#### [Task details]
Starting with the line that contains "Locate every instance of the crane" and stopping after the line that contains "Locate every instance of the red machine", return each line below exactly as written, with no others.

------------------------

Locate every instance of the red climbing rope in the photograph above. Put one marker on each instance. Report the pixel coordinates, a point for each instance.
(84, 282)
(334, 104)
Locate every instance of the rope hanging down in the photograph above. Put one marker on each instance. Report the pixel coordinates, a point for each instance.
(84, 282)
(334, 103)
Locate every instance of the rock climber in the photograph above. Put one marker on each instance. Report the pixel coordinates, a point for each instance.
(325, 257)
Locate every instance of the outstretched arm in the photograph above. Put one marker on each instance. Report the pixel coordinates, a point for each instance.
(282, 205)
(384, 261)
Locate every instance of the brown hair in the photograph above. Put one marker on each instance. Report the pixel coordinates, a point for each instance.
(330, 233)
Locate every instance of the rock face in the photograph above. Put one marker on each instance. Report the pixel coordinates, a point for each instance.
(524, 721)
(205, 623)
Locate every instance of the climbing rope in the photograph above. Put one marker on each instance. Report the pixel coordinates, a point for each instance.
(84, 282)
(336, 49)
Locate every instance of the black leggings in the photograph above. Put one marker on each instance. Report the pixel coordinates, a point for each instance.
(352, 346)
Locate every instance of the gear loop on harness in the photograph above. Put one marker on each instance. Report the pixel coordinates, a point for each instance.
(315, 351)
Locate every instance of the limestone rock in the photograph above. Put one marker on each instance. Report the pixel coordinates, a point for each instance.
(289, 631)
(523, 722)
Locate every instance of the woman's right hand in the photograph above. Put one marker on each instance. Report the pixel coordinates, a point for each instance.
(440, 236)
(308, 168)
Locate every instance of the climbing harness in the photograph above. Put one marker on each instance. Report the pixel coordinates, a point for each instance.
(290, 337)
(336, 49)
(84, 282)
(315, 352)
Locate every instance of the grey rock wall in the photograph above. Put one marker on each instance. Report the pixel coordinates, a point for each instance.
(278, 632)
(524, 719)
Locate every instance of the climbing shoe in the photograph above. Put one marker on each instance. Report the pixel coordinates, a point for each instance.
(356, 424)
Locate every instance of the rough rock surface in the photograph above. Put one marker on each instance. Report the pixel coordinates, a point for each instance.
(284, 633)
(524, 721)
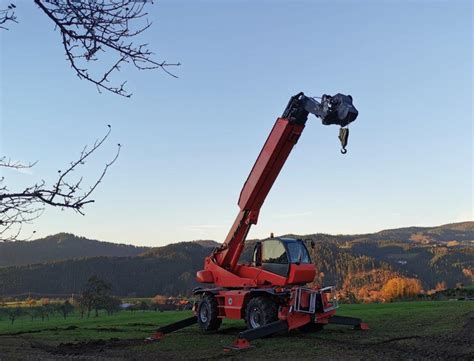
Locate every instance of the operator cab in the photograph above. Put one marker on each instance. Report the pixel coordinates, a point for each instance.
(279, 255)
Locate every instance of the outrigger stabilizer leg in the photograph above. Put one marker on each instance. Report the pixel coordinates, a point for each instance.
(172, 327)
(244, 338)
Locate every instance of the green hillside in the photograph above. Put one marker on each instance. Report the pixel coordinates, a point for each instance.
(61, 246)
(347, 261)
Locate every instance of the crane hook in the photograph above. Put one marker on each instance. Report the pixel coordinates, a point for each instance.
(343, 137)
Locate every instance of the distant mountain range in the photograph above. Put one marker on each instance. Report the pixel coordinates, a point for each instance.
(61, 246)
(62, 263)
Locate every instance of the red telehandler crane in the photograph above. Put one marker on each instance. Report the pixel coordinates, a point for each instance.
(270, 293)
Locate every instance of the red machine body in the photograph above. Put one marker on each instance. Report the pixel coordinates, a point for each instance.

------------------------

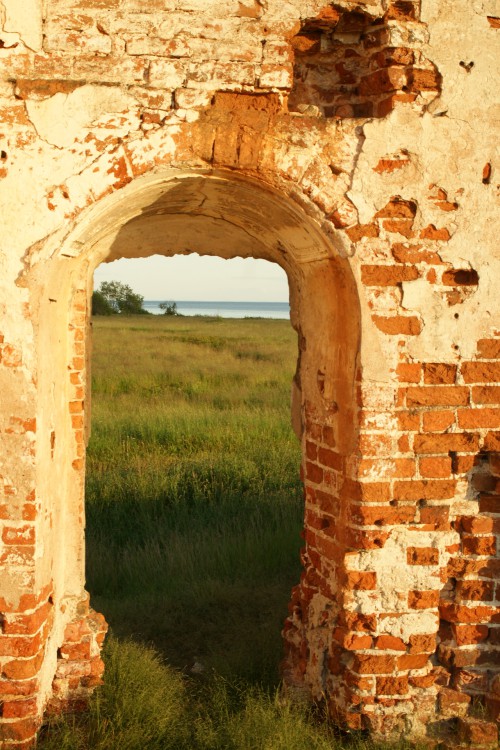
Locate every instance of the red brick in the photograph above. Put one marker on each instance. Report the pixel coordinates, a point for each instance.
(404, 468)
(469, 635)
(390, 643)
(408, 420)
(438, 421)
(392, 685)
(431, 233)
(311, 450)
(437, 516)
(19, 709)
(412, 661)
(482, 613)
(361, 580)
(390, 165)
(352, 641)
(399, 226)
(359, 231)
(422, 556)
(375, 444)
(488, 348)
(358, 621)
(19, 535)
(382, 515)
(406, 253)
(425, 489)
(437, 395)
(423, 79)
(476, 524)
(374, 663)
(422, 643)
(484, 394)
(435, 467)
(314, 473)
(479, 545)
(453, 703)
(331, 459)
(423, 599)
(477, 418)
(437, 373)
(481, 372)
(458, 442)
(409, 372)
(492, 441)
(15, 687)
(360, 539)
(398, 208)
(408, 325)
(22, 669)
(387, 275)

------------------------

#### [Exercise response]
Locate every instance of the crane hook in the photograph above. Put one marker on each instance. Report the pixel coordinates, a point for each instance.
(343, 137)
Locate every instance of the distant mountain range in the photograph above. Put one marker on each instance. Report the pixel coordinates, a point for each instance.
(61, 246)
(62, 263)
Locate every instance of the red telehandler crane in the photograph above. Put one marker on each instance. Report the pixel coordinates, a point for each instance.
(270, 293)
Locate every instance of the red machine body in the photograph above. Put one marker on each instance. Report the pixel coordinates, a point for each instance.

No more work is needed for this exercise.